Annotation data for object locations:
··········

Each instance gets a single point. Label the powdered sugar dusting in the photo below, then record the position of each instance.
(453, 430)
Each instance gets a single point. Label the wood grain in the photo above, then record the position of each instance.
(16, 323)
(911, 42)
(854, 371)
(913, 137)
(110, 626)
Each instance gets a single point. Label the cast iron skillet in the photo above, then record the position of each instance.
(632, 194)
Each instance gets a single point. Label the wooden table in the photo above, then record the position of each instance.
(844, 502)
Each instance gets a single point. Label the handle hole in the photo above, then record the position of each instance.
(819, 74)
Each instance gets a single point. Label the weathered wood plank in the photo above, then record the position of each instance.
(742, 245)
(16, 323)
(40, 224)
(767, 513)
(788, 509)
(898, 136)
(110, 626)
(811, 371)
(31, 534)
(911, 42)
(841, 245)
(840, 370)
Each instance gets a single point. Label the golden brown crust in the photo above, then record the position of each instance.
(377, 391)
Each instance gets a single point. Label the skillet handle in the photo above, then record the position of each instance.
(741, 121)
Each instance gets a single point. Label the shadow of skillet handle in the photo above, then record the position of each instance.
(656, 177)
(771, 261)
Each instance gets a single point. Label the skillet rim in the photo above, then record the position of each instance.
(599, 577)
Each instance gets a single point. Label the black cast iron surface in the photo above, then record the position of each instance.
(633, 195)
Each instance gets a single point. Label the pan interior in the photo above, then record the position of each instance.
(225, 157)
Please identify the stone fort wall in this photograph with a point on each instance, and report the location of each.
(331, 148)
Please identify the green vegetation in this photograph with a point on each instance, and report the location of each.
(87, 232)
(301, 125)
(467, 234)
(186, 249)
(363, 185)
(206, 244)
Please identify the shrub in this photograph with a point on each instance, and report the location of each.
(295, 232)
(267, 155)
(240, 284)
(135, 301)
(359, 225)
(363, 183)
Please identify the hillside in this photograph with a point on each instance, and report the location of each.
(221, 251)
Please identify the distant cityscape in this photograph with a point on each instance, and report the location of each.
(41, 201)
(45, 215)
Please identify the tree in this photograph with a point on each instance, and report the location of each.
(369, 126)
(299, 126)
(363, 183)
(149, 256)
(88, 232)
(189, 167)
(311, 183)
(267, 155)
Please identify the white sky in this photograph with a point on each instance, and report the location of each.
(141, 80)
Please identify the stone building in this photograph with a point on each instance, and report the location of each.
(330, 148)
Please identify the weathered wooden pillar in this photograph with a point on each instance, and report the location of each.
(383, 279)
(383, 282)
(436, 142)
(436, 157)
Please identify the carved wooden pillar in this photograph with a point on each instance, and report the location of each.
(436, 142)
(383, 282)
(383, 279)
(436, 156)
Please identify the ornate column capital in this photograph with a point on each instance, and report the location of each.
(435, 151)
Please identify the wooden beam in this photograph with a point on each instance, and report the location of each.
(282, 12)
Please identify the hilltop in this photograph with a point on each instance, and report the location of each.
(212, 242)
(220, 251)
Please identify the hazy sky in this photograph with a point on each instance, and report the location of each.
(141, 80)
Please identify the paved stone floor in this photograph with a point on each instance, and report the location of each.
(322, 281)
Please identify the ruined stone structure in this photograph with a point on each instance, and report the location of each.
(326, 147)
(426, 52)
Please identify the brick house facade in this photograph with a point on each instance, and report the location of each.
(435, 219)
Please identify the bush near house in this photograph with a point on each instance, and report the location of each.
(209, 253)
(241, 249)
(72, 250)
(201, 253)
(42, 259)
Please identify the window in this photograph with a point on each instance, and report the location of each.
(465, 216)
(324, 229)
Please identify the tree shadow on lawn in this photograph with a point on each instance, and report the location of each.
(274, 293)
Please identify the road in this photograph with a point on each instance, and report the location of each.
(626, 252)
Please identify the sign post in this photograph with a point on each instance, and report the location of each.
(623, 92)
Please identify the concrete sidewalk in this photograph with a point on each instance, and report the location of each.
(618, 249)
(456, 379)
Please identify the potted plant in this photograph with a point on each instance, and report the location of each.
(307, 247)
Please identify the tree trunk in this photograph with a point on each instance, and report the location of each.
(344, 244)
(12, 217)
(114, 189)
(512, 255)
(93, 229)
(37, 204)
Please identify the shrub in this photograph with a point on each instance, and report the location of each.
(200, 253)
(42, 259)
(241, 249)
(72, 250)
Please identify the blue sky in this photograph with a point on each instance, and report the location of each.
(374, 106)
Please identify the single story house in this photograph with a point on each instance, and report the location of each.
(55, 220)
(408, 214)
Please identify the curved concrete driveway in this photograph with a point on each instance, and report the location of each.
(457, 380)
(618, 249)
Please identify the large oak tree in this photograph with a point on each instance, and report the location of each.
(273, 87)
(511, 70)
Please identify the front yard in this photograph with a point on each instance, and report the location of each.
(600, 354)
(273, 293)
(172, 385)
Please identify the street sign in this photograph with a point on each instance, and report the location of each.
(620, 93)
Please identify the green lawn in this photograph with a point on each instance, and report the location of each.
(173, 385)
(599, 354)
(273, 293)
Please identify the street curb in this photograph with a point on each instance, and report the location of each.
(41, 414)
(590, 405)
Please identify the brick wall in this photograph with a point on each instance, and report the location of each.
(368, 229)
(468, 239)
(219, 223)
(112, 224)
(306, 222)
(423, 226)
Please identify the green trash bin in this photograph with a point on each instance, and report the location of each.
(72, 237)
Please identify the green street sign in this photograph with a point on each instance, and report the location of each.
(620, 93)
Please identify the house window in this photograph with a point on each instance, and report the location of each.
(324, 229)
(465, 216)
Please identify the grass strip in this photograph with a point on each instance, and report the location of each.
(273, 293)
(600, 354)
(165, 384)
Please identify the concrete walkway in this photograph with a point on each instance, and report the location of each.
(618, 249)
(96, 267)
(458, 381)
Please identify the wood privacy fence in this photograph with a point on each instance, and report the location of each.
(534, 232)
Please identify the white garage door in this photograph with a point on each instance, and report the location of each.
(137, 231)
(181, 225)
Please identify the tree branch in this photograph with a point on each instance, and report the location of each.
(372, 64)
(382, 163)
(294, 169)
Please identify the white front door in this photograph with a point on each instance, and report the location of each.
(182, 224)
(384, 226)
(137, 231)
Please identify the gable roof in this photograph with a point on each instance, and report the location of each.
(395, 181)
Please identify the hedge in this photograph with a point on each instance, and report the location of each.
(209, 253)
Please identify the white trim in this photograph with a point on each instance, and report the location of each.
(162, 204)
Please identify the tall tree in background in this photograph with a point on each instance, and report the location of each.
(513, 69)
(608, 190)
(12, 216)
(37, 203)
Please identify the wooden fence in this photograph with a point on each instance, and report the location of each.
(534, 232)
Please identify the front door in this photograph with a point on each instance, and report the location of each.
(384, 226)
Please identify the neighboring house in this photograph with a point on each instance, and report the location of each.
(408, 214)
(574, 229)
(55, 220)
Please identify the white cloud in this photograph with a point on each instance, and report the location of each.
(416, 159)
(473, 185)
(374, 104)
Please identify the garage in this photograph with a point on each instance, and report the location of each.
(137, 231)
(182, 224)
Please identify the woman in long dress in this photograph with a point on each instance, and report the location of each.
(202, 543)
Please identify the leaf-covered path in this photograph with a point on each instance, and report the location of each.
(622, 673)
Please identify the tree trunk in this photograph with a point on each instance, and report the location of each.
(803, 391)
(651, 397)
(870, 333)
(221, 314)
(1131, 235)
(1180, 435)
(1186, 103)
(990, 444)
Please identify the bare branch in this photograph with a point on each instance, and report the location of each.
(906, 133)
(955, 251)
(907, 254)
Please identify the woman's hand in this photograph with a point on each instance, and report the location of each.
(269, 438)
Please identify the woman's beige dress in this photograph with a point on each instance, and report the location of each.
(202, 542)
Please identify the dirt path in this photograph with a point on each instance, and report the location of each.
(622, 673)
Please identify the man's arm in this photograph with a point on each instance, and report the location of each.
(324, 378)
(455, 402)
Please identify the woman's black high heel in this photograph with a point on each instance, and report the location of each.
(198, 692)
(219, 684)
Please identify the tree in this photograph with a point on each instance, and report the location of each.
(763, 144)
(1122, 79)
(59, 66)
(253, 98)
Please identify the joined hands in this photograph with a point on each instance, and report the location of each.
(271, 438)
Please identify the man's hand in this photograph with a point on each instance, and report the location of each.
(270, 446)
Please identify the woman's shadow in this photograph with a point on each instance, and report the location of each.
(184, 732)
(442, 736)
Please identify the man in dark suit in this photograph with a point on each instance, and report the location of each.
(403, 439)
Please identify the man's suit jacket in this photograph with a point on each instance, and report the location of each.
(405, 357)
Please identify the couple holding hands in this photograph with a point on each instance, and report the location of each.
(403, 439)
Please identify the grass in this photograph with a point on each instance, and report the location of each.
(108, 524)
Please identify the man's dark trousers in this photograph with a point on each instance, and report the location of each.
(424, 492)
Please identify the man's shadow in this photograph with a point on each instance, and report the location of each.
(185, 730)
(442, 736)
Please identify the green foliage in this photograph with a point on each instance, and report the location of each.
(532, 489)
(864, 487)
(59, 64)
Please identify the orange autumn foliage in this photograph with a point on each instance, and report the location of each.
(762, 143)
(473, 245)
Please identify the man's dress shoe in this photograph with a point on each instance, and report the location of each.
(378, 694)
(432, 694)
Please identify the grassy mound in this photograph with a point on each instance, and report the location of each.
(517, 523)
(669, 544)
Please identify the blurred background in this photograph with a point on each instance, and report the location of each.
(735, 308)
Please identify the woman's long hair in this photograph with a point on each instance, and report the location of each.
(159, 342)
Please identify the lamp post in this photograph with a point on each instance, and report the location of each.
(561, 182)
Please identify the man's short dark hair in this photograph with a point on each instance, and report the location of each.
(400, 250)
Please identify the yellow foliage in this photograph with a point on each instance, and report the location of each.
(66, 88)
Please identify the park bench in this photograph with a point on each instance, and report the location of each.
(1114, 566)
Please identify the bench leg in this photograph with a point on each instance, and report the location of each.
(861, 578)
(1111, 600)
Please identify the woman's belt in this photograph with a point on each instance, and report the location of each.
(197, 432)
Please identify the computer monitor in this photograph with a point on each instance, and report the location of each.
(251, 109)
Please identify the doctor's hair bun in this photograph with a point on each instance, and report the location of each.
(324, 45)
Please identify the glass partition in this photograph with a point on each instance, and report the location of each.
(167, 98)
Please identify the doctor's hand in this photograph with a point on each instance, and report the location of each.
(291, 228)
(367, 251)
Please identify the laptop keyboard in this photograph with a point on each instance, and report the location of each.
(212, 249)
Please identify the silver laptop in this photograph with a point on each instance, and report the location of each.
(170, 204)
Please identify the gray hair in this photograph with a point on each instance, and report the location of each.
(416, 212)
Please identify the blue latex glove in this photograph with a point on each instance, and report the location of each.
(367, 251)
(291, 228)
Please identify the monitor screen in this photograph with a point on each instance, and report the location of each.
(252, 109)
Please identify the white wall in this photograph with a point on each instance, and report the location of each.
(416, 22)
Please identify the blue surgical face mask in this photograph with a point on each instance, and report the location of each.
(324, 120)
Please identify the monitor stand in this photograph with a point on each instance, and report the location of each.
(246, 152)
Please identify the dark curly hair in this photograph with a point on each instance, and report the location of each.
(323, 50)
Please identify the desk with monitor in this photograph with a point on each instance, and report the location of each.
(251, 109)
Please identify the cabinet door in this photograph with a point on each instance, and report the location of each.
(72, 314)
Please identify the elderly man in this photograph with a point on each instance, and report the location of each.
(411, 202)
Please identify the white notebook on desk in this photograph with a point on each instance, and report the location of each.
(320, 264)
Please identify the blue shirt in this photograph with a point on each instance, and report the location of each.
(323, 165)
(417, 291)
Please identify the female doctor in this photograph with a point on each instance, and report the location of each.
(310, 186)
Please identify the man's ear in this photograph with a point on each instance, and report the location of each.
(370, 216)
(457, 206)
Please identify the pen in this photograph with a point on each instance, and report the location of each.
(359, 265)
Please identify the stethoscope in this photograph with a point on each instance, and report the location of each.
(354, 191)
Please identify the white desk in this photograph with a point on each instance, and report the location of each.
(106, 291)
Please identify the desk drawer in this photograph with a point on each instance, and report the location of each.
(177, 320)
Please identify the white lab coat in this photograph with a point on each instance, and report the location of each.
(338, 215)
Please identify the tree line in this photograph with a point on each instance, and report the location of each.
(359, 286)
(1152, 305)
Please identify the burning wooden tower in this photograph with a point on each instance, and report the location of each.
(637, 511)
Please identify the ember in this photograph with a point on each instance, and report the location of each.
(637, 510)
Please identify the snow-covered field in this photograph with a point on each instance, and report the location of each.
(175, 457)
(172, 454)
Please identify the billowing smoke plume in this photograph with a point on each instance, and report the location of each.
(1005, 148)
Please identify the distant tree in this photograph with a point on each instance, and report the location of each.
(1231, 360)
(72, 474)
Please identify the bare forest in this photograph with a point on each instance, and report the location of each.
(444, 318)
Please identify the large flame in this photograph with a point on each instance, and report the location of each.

··········

→ **Given exercise**
Could you rewrite the items as a JSON list of strings, one string per line and blank lines omitted, starting with the line containing "Please identify the white lab" and going on through the end of the items?

→ **Correct output**
[
  "Please identify the white lab coat in this photograph with a point on each instance, and report the location of each.",
  "(338, 215)",
  "Please identify the tree line in this photograph with a point on each instance, and report the location of each.",
  "(359, 286)",
  "(1152, 305)",
  "Please identify the burning wooden tower in this photograph with a point on each instance, and report the location of each.",
  "(637, 511)",
  "Please identify the ember in this photograph with a point on each instance, and report the location of each.",
  "(637, 510)",
  "Please identify the snow-covered field in this photograph with a point on each instance, and report the location of each.",
  "(175, 457)",
  "(172, 454)",
  "Please identify the billowing smoke plume in this photograph with a point on each instance, and report the location of each.",
  "(1005, 148)",
  "Please identify the distant tree in this photograph with a point on each instance, and report the location of each.",
  "(1231, 360)",
  "(72, 474)",
  "Please identify the bare forest in this photograph with a point on each instance, and report the location of each.",
  "(444, 318)",
  "Please identify the large flame in this photograph with a point on each instance, and report the location of each."
]